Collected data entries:
_ _ _ _ _ _ _

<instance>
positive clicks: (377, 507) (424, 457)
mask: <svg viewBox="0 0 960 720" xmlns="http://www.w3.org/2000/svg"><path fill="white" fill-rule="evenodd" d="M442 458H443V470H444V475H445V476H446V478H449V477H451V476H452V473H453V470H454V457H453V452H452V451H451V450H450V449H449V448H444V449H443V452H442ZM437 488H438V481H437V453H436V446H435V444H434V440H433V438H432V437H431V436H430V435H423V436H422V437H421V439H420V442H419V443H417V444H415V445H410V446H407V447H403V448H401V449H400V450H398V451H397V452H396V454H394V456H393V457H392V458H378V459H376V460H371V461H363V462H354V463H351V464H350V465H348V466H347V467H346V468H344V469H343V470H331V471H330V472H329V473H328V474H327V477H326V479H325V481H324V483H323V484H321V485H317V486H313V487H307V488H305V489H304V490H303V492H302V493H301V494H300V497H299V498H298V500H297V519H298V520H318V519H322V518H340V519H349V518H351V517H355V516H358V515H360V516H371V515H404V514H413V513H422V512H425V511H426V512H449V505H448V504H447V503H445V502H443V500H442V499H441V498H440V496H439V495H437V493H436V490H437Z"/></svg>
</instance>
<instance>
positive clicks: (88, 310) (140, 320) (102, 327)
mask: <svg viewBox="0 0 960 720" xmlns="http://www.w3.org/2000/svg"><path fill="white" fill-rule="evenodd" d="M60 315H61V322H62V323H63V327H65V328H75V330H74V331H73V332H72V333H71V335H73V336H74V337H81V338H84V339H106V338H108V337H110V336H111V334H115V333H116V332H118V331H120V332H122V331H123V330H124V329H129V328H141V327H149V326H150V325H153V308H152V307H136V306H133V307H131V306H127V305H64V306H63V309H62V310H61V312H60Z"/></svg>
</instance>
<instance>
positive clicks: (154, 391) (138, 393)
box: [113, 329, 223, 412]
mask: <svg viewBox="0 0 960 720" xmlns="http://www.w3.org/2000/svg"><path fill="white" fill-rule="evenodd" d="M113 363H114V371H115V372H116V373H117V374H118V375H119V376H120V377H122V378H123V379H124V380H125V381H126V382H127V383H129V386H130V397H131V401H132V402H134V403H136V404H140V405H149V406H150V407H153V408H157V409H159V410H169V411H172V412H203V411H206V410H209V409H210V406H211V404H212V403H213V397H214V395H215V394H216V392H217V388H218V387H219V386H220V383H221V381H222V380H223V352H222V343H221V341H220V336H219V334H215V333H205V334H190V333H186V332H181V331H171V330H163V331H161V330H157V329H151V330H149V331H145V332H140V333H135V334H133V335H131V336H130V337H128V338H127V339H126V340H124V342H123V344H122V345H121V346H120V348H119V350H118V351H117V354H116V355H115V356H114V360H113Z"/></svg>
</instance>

_ _ _ _ _ _ _

*Directions for this task*.
All of the records above should be copied exactly.

*Reply to the exercise*.
<instance>
positive clicks: (377, 507) (424, 457)
mask: <svg viewBox="0 0 960 720" xmlns="http://www.w3.org/2000/svg"><path fill="white" fill-rule="evenodd" d="M442 458H443V470H444V475H445V476H446V478H449V477H451V476H452V473H453V470H454V457H453V452H452V451H451V450H450V449H449V448H444V449H443V452H442ZM437 488H438V481H437V453H436V446H435V444H434V440H433V438H432V437H431V436H430V435H423V436H422V437H421V439H420V442H419V443H417V444H415V445H410V446H407V447H403V448H401V449H400V450H398V451H397V452H396V454H394V456H393V457H392V458H378V459H376V460H371V461H363V462H354V463H351V464H350V465H348V466H347V467H346V468H344V469H343V470H331V471H330V472H329V473H328V474H327V477H326V479H325V481H324V483H323V484H321V485H317V486H313V487H307V488H305V489H304V490H303V492H302V493H301V494H300V497H299V498H298V500H297V519H298V520H318V519H322V518H340V519H349V518H351V517H355V516H358V515H360V516H371V515H404V514H413V513H422V512H425V511H426V512H449V505H448V504H447V503H445V502H443V500H442V499H441V498H440V496H439V495H437V493H436V490H437Z"/></svg>
</instance>
<instance>
positive clicks: (88, 310) (140, 320) (102, 327)
mask: <svg viewBox="0 0 960 720" xmlns="http://www.w3.org/2000/svg"><path fill="white" fill-rule="evenodd" d="M60 315H61V322H62V323H63V327H65V328H75V330H74V331H73V332H72V333H71V335H73V336H74V337H81V338H84V339H106V338H108V337H110V336H111V334H115V333H116V332H118V331H120V332H122V331H123V330H124V329H129V328H141V327H149V326H150V325H153V308H152V307H136V306H133V307H131V306H127V305H64V306H63V309H62V310H61V312H60Z"/></svg>
</instance>
<instance>
positive clicks: (154, 391) (138, 393)
box: [113, 329, 223, 412]
mask: <svg viewBox="0 0 960 720" xmlns="http://www.w3.org/2000/svg"><path fill="white" fill-rule="evenodd" d="M113 363H114V371H115V372H116V373H117V374H118V375H119V376H120V377H122V378H123V379H124V380H125V381H126V382H127V383H129V386H130V397H131V401H132V402H134V403H136V404H140V405H149V406H150V407H153V408H157V409H159V410H169V411H172V412H203V411H206V410H209V409H210V406H211V404H212V403H213V397H214V395H215V394H216V392H217V388H218V387H219V386H220V383H221V381H222V380H223V352H222V343H221V341H220V336H219V334H215V333H205V334H190V333H186V332H181V331H171V330H163V331H161V330H157V329H151V330H149V331H145V332H140V333H135V334H133V335H131V336H130V337H128V338H127V339H126V340H124V342H123V344H122V345H121V346H120V348H119V350H118V351H117V354H116V355H115V356H114V360H113Z"/></svg>
</instance>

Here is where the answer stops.